Short exercise => Write out the listing below without alteration, omitting its pictures.

(Records contained in a dataset)
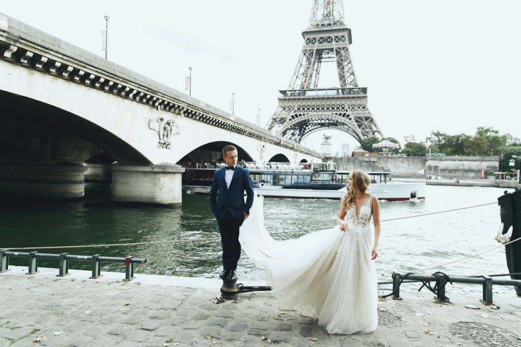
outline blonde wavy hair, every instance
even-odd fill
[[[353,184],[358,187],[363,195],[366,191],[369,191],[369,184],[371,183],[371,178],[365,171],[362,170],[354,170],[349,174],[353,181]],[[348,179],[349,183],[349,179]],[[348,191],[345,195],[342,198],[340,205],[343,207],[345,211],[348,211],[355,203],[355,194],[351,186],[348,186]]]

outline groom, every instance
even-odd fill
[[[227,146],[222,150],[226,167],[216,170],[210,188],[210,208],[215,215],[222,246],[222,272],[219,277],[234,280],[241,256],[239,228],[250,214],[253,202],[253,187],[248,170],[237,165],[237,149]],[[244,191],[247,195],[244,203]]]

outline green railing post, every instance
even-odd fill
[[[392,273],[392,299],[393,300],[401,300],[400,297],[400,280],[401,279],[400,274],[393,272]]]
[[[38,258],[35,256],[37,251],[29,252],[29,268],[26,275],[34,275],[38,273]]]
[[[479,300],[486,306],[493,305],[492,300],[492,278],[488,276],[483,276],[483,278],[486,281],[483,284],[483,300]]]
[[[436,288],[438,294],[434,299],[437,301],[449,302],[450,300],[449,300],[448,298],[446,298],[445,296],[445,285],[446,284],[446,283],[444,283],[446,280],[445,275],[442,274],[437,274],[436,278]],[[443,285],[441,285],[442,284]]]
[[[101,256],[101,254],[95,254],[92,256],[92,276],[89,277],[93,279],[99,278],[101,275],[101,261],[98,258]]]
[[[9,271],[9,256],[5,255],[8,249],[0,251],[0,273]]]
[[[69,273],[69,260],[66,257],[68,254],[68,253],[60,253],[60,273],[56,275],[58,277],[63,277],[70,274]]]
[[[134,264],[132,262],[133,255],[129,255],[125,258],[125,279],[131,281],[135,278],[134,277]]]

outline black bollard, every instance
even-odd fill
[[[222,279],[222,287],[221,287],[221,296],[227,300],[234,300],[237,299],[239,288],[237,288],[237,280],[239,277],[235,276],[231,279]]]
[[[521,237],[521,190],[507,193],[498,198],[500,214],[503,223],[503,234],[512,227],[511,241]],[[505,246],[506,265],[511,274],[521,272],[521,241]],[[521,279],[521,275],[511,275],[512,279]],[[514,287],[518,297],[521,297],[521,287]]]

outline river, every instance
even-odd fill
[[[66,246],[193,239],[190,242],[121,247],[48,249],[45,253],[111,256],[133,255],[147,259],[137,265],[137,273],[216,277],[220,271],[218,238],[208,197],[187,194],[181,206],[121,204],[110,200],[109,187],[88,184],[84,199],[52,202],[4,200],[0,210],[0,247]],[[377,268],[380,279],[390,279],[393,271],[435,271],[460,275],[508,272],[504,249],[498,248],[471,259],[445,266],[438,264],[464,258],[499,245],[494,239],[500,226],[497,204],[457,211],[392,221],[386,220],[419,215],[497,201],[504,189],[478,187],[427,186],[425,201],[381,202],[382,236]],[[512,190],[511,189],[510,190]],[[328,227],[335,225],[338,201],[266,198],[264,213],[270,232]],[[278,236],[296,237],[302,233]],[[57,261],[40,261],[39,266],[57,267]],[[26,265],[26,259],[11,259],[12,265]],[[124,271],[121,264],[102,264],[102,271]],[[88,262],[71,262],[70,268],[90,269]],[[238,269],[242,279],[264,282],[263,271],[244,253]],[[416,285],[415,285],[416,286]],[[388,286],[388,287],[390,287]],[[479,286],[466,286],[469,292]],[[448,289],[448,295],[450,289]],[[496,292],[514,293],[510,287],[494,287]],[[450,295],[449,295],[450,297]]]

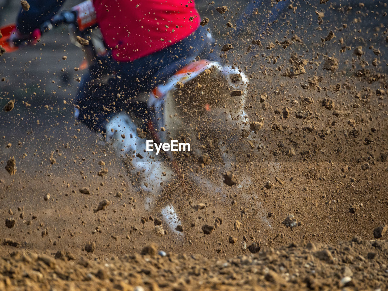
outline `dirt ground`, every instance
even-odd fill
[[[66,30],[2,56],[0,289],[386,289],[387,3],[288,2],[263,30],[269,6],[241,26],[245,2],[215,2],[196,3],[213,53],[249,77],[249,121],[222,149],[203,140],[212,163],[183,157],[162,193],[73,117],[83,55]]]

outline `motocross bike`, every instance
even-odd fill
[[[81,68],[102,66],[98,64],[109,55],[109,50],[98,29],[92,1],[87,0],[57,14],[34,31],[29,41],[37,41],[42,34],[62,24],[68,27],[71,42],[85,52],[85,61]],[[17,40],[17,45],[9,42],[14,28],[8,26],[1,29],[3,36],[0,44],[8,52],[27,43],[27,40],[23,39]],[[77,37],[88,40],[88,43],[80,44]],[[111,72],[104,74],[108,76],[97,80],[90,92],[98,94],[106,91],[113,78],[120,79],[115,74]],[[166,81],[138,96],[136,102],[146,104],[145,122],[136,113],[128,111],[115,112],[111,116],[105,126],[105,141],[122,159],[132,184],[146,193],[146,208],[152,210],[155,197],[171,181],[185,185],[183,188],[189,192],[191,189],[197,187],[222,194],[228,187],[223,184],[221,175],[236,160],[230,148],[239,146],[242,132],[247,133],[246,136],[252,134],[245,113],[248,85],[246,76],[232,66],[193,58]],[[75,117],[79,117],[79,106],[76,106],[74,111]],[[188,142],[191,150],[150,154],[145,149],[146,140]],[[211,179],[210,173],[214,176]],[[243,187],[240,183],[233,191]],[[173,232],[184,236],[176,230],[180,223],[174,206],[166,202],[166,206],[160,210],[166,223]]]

Complete response =>
outline blonde wavy hair, every instance
even-odd fill
[[[353,184],[358,187],[363,195],[366,191],[369,191],[369,184],[371,183],[371,178],[365,171],[362,170],[354,170],[349,174],[353,181]],[[348,179],[349,183],[349,179]],[[348,191],[345,195],[342,198],[340,205],[343,207],[345,211],[348,211],[355,203],[355,194],[351,186],[348,186]]]

outline groom, every instance
even-odd fill
[[[227,146],[222,150],[226,167],[216,170],[210,188],[210,208],[215,215],[222,246],[222,272],[219,277],[234,280],[241,256],[239,228],[250,214],[253,202],[253,187],[248,170],[237,165],[237,149]],[[244,191],[247,195],[244,203]]]

outline green railing post, every instance
even-odd fill
[[[392,273],[392,299],[393,300],[401,300],[400,297],[400,280],[401,279],[400,274],[393,272]]]
[[[38,258],[35,256],[37,251],[29,252],[29,268],[26,275],[34,275],[38,273]]]
[[[479,300],[486,306],[493,305],[492,300],[492,278],[488,276],[483,276],[483,278],[486,281],[483,284],[483,300]]]
[[[436,288],[438,294],[434,299],[437,301],[449,302],[450,300],[449,300],[448,298],[446,298],[445,296],[445,285],[446,284],[446,283],[444,283],[446,280],[445,275],[442,274],[437,274],[436,278]],[[443,285],[441,285],[442,284]]]
[[[101,256],[101,254],[95,254],[92,256],[92,276],[89,277],[93,279],[99,278],[101,275],[101,261],[98,258]]]
[[[9,271],[9,256],[5,255],[8,249],[0,251],[0,273]]]
[[[69,273],[69,260],[66,257],[68,254],[68,253],[60,253],[60,273],[56,275],[58,277],[63,277],[70,274]]]
[[[134,264],[132,262],[133,255],[129,255],[125,258],[125,279],[131,281],[135,278],[134,277]]]

outline black bollard, every instance
even-odd fill
[[[222,279],[222,287],[221,287],[221,296],[227,300],[234,300],[237,299],[239,288],[237,288],[237,280],[239,277],[235,276],[231,279]]]
[[[521,237],[521,190],[507,193],[498,198],[500,214],[503,223],[503,234],[512,227],[511,241]],[[505,246],[506,265],[511,274],[521,272],[521,241]],[[521,279],[521,275],[511,275],[512,279]],[[514,287],[518,297],[521,297],[521,287]]]

outline river, every instance
even-odd fill
[[[66,246],[193,239],[190,242],[121,247],[48,249],[45,253],[111,256],[133,255],[147,259],[137,265],[137,273],[216,277],[220,271],[218,238],[208,197],[187,194],[181,206],[121,204],[110,200],[109,187],[88,184],[84,199],[52,202],[4,200],[0,210],[0,247]],[[377,268],[380,279],[390,279],[393,271],[435,271],[460,275],[508,272],[504,249],[498,248],[471,259],[445,266],[438,264],[464,258],[499,245],[494,239],[500,226],[497,204],[457,211],[392,221],[386,220],[419,215],[497,201],[504,189],[478,187],[427,186],[425,201],[381,202],[382,236]],[[512,190],[511,189],[510,190]],[[328,227],[335,225],[338,201],[266,198],[264,213],[270,232]],[[278,236],[296,237],[302,233]],[[57,261],[40,261],[39,266],[57,267]],[[26,265],[26,259],[11,259],[12,265]],[[124,271],[121,264],[102,264],[102,271]],[[88,262],[71,262],[70,268],[90,269]],[[238,269],[242,279],[264,282],[263,271],[244,253]],[[416,285],[415,285],[416,286]],[[388,286],[388,287],[390,287]],[[479,286],[466,286],[469,292]],[[448,289],[448,295],[450,289]],[[496,292],[514,293],[510,287],[494,287]],[[450,295],[449,295],[450,297]]]

outline `dirt ground`, every instance
even-odd fill
[[[66,30],[2,56],[0,289],[386,289],[387,3],[288,2],[263,30],[269,6],[241,26],[245,2],[215,2],[196,3],[213,53],[249,77],[249,121],[222,149],[203,140],[212,163],[183,157],[162,193],[73,117],[83,55]]]

outline `motocross bike`, every instance
even-odd fill
[[[81,68],[102,66],[98,64],[109,55],[109,50],[98,29],[92,1],[87,0],[57,14],[34,31],[29,41],[37,41],[42,34],[62,24],[68,27],[71,42],[85,52],[85,61]],[[17,40],[17,45],[9,42],[14,28],[8,26],[1,29],[3,36],[0,44],[8,52],[27,43],[27,40],[23,39]],[[77,37],[88,40],[88,43],[80,44]],[[111,72],[104,74],[108,76],[97,80],[90,92],[98,94],[106,91],[113,78],[120,79],[115,74]],[[166,81],[138,96],[136,102],[146,104],[145,122],[136,113],[128,111],[115,112],[111,116],[105,126],[105,141],[122,159],[132,184],[146,193],[146,208],[152,210],[155,197],[171,181],[185,185],[183,188],[189,192],[191,189],[197,187],[222,194],[228,187],[223,184],[221,175],[236,160],[230,148],[239,146],[242,132],[247,133],[246,136],[252,134],[245,113],[248,85],[246,76],[232,66],[193,58]],[[75,117],[79,117],[79,106],[76,106],[74,111]],[[188,142],[191,150],[150,154],[145,149],[146,140]],[[211,179],[210,173],[214,176]],[[243,187],[240,183],[233,191]],[[173,232],[184,236],[176,230],[180,223],[174,206],[166,202],[166,206],[160,210],[166,223]]]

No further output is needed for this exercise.